# What you will do
A. According to the case summary below, on what date was JS found incapable of managing his own property under section 54 of the Mental Health Act?
B. Using the case summary below, explain why Dr. Zalan had to assess JS again before JS could be discharged.

On Appeal: The Capacity to Manage Property Pursuant to the Mental Health Act, RSO 1990, c M.7

On Appeal: The Capacity to Manage Property Pursuant to the Mental Health Act, RSO 1990, c M.7

In a recent judgement, JS v. Gelber et al., 2022 ONSC 2088, released on April 5, 2022, the Honourable Justice Koehnen ruled that Ontario’s health care system “cannot be permitted to use its own inefficiency in meeting statutory requirements as a basis for depriving vulnerable patients of statutory rights”.

In this case, the appellant (JS) appealed two decisions of the Consent and Capacity Board (the “Board”). The Honourable Justice Koehnen allowed the appeal on capacity to manage property and dismissed the appeal on capacity to consent to treatment. The facts of the case in respect to the issue allowed on appeal are as follows:

  • On June 30th, 2021 JS was found incapable of managing his own property pursuant to section 54 of the Mental Health Act (“MHA”). By August 12th, 2021, JS was well enough to be released back into the community.
  • Pursuant to section 57(1) of the MHA, a patient in a psychiatric facility in respect of whom a certificate of incapacity has been issued must be reassessed within 21 days of discharge to determine whether the patient remains incapable of managing his or her property. Since JS’s initial capacity assessment was more than 21 days old, Dr. Zalan, a Respondent, was obliged to conduct a further assessment before JS could be discharged.
  • Dr. Zalan did so and determined that JS remained incapable and issued a Notice of Continuance, which continued the finding of incapacity to manage property. A patient’s rights upon a finding of incapacity to manage property or a Notice of Continuance are set out in s. 59 of the MHA.
  • Dr. Zalan advised JS of his right to advice when he issued the Notice of Continuance. JS then asked to speak with a Rights Advisor. JS was, however, discharged from the hospital on August 12, 2021 before a Rights Advisor spoke with him. As a result, JS did not complete the relevant form to launch an appeal from the Notice of Continuance before he was discharged from the hospital.

# Data section
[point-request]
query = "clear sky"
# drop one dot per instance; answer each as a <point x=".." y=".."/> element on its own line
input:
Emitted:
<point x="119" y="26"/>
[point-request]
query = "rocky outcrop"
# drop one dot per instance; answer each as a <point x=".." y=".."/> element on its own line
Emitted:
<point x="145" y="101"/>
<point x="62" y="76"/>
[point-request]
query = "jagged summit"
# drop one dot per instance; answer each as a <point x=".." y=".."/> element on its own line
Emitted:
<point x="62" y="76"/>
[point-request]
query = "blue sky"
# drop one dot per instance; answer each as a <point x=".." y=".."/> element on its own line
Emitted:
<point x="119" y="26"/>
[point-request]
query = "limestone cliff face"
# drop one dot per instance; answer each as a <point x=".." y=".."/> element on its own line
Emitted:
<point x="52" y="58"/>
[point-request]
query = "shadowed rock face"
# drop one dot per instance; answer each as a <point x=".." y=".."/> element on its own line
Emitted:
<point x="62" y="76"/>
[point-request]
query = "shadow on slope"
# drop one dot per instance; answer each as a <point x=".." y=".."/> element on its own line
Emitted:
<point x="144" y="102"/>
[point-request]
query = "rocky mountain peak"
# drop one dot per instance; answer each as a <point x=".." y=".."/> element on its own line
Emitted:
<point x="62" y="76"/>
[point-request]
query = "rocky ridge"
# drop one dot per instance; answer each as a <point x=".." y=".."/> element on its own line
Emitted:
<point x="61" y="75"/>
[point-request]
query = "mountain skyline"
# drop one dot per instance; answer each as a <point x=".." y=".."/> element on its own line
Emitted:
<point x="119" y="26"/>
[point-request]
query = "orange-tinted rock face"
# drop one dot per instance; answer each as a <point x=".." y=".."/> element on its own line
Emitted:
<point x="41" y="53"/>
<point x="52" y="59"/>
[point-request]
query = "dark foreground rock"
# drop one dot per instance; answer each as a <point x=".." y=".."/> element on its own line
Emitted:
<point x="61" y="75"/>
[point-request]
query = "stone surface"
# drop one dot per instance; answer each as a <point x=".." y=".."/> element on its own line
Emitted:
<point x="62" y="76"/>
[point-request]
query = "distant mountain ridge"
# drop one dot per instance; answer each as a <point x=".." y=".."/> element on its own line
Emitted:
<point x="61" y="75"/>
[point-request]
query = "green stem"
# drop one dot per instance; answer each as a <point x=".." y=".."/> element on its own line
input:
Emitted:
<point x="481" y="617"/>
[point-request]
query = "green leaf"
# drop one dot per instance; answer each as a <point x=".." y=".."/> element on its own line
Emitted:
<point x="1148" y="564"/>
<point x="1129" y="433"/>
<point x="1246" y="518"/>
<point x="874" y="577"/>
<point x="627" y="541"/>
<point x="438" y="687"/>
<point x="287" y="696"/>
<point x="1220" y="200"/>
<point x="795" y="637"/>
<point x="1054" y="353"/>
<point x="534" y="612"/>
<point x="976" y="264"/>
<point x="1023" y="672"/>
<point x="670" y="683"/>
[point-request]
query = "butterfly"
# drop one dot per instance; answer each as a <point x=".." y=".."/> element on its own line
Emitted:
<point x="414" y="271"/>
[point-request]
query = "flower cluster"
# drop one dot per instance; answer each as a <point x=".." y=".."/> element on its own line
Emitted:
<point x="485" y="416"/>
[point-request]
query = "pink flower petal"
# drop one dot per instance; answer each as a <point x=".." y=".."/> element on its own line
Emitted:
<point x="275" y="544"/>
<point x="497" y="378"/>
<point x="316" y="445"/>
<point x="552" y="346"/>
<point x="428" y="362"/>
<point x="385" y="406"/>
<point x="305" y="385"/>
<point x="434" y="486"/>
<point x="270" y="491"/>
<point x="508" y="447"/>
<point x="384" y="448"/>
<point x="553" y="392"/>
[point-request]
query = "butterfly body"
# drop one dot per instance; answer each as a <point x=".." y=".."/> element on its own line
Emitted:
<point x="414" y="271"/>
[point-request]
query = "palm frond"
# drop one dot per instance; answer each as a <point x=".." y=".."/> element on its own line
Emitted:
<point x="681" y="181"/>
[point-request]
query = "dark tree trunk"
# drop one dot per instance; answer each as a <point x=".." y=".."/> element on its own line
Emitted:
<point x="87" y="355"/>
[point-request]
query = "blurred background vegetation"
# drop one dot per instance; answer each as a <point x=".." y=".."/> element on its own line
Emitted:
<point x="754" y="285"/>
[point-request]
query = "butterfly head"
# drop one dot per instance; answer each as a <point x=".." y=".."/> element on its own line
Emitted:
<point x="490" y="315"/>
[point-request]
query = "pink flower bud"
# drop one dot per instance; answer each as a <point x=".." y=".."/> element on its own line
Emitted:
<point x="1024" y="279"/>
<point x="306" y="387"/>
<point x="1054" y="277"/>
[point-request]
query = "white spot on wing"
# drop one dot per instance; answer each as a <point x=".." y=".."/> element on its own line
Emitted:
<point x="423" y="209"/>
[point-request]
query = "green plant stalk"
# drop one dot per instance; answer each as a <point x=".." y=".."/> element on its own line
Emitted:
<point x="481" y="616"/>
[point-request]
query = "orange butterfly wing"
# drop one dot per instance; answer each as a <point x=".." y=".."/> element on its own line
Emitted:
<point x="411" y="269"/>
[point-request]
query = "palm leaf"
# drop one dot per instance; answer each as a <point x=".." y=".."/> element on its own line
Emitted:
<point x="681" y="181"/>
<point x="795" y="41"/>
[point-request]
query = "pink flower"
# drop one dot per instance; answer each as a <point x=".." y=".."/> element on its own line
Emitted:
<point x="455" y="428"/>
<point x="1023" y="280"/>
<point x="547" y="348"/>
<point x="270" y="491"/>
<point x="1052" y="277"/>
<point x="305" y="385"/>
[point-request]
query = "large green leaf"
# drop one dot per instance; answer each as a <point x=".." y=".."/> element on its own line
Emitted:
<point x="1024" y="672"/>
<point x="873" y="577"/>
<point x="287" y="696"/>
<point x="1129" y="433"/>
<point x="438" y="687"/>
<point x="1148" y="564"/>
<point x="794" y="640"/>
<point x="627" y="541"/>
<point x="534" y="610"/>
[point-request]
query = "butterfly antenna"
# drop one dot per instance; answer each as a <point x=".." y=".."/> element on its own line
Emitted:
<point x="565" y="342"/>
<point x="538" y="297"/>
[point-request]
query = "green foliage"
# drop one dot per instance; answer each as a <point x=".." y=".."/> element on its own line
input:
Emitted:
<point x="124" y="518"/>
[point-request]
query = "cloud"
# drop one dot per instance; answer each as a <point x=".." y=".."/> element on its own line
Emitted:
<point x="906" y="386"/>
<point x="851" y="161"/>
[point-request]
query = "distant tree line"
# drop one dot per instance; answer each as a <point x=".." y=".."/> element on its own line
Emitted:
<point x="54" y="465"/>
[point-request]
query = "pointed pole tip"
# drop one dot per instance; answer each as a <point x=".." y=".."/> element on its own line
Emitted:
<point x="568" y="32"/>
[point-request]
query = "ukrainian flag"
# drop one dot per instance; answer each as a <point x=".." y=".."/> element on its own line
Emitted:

# Numbered responses
A. June 30, 2021

B. Section 57(1) of the Mental Health Act requires a patient with a certificate of incapacity to be reassessed within 21 days of discharge to determine whether the patient remains incapable of managing property. JS's initial capacity assessment was more than 21 days old, so Dr. Zalan had to conduct a further assessment before discharge.